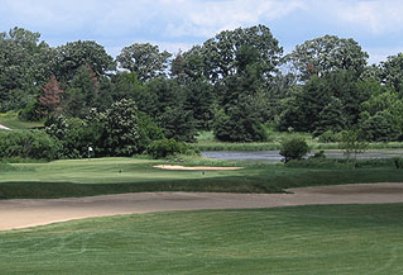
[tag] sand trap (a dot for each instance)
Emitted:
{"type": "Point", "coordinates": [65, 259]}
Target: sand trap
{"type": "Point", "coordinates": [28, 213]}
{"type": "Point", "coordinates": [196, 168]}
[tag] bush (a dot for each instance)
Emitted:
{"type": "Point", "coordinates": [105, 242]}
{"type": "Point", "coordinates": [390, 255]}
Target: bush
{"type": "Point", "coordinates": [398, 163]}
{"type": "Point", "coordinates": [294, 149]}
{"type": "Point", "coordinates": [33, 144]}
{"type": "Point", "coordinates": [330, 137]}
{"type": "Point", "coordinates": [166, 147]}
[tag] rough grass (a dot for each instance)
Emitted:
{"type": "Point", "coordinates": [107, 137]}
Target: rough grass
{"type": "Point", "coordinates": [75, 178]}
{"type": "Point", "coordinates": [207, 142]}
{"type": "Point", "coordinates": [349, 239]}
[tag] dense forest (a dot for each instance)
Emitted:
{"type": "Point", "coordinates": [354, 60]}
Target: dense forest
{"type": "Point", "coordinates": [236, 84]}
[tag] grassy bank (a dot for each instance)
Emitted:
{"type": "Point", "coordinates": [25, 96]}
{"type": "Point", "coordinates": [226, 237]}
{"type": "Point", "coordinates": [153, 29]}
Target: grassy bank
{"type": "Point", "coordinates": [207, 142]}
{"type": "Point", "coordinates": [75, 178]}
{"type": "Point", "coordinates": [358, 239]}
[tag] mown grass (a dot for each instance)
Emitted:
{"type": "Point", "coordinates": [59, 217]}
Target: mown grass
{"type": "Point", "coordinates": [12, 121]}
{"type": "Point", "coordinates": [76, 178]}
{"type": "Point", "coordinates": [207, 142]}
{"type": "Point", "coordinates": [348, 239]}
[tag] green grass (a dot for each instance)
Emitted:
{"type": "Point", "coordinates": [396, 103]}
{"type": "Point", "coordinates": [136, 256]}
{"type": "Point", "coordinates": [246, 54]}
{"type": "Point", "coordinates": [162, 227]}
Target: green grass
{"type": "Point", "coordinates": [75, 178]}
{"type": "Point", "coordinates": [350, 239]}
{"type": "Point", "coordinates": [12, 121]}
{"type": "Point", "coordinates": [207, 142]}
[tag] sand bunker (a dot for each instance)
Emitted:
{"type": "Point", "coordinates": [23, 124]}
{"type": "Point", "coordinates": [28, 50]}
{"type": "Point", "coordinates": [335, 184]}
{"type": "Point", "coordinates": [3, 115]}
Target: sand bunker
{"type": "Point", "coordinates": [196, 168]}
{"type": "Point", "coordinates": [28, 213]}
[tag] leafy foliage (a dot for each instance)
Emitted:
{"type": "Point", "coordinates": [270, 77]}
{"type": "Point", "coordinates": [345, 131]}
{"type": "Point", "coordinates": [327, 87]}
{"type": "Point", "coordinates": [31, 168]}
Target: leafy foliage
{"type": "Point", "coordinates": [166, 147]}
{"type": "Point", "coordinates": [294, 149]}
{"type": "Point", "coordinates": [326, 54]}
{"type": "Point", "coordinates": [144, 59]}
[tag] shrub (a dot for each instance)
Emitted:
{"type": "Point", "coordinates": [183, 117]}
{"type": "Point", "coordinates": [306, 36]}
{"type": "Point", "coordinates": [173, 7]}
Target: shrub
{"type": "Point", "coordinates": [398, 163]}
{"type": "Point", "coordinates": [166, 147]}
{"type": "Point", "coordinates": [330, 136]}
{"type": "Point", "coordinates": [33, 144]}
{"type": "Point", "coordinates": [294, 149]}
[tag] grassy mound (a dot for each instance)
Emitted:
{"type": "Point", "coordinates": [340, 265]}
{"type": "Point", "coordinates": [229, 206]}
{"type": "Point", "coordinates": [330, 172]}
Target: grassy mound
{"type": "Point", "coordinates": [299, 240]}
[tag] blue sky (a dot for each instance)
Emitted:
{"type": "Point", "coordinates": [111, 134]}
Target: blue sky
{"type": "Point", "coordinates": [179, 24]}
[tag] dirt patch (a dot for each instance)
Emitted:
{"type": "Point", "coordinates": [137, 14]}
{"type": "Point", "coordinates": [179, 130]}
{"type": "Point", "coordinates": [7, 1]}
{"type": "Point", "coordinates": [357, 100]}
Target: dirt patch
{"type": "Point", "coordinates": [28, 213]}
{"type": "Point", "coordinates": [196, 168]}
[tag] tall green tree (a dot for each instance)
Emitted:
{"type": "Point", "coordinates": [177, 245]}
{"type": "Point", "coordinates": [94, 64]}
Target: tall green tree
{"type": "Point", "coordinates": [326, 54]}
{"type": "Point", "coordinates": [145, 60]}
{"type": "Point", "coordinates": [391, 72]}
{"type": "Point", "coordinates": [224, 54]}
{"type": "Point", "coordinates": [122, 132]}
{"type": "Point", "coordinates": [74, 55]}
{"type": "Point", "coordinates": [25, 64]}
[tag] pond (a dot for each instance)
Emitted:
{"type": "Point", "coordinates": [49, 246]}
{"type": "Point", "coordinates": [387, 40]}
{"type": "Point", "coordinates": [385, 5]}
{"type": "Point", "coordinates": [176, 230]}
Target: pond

==

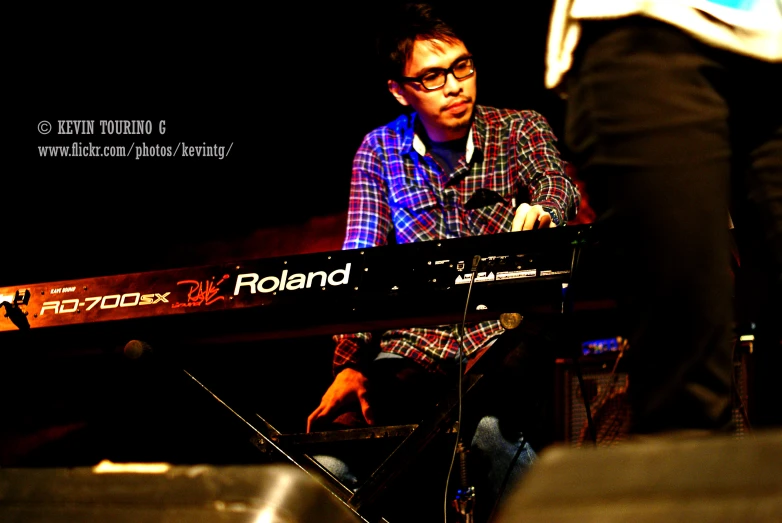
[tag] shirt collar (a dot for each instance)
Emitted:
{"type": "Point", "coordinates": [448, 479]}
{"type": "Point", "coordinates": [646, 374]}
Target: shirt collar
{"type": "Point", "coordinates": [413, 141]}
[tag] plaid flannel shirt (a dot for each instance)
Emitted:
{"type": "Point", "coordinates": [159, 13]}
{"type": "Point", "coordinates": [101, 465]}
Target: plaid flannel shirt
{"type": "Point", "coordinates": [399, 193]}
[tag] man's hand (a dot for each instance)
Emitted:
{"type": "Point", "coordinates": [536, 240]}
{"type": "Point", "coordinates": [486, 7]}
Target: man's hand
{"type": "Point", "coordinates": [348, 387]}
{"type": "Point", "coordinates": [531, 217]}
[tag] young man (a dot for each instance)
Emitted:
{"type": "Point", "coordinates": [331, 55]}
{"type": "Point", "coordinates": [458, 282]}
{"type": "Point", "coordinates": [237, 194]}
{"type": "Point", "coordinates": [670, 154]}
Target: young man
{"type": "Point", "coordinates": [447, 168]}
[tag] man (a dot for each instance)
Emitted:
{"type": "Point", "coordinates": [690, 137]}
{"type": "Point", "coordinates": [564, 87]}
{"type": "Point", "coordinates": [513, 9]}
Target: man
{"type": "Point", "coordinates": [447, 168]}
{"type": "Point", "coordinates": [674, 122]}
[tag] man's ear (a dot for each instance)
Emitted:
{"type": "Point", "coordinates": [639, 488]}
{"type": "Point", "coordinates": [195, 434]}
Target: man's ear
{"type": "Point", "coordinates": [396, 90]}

...

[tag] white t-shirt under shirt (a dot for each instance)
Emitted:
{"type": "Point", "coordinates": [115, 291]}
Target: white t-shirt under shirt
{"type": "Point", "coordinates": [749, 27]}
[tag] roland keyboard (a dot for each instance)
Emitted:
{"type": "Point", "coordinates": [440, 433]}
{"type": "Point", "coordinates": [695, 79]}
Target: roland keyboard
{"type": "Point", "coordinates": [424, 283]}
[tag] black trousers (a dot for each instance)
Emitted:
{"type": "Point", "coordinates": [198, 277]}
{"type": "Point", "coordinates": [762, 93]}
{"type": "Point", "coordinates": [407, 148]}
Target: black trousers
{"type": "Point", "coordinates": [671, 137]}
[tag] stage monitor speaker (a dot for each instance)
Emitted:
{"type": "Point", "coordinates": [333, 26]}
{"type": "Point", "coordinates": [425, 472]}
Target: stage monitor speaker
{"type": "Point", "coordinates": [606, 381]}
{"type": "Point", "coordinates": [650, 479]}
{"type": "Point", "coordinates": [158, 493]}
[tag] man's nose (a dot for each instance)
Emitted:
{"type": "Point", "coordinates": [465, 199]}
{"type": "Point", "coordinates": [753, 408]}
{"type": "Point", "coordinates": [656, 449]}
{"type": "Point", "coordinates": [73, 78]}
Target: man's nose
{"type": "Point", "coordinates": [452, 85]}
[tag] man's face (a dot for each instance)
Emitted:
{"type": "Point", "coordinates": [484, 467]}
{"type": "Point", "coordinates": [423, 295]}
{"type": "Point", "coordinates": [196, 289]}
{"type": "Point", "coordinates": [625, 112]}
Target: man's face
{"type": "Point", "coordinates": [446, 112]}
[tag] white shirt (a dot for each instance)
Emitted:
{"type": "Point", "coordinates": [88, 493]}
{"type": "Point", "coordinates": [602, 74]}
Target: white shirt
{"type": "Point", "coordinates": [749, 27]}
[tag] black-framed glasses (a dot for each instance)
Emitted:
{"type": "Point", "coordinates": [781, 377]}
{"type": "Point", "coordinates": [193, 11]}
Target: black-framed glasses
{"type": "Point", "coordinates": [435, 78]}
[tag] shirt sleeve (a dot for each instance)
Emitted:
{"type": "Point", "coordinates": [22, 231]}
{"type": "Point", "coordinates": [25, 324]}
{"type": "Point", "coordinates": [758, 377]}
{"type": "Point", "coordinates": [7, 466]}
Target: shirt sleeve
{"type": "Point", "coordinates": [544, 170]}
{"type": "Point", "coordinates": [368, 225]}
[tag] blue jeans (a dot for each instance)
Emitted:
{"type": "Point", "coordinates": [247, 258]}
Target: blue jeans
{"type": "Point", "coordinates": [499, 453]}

Problem statement. Which lines hold the word "pond"? Copy each of them from the records.

Output below.
[tag] pond (a dot for each instance)
Target: pond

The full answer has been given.